=== Provided data ===
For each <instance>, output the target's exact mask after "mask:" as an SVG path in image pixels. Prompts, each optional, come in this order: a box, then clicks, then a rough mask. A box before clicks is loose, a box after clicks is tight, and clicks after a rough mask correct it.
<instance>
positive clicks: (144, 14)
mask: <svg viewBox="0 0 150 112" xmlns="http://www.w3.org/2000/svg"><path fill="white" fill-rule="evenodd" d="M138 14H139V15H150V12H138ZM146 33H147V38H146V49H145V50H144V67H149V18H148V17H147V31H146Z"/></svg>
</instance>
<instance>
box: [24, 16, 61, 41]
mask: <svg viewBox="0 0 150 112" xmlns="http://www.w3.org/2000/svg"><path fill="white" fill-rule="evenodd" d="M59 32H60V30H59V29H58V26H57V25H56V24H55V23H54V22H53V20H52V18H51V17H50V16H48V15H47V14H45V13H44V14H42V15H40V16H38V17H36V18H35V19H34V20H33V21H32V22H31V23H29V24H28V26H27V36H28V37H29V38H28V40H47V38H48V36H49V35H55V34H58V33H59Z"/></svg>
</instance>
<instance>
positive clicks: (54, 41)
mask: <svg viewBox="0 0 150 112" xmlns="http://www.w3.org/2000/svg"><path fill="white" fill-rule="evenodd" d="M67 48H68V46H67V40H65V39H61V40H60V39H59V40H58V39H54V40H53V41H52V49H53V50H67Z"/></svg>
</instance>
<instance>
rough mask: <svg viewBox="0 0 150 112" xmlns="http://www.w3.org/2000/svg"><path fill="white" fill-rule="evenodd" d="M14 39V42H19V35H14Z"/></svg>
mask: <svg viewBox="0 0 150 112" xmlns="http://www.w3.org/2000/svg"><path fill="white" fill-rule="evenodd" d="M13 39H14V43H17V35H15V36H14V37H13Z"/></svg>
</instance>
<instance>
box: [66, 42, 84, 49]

=== Work task ===
Pull out every line of the items above that contains the word "rough", and copy each of those lines in full.

=== Problem solution ===
For each <instance>, output the target's exact mask after "mask:" as an SVG path in image pixels. Prompts, each optional, come in this order: a box, then clicks, then a rough mask. A box before clicks is loose, a box after clicks is tight, and clicks after a rough mask correct it.
rough mask: <svg viewBox="0 0 150 112" xmlns="http://www.w3.org/2000/svg"><path fill="white" fill-rule="evenodd" d="M14 39V42H19V35H14Z"/></svg>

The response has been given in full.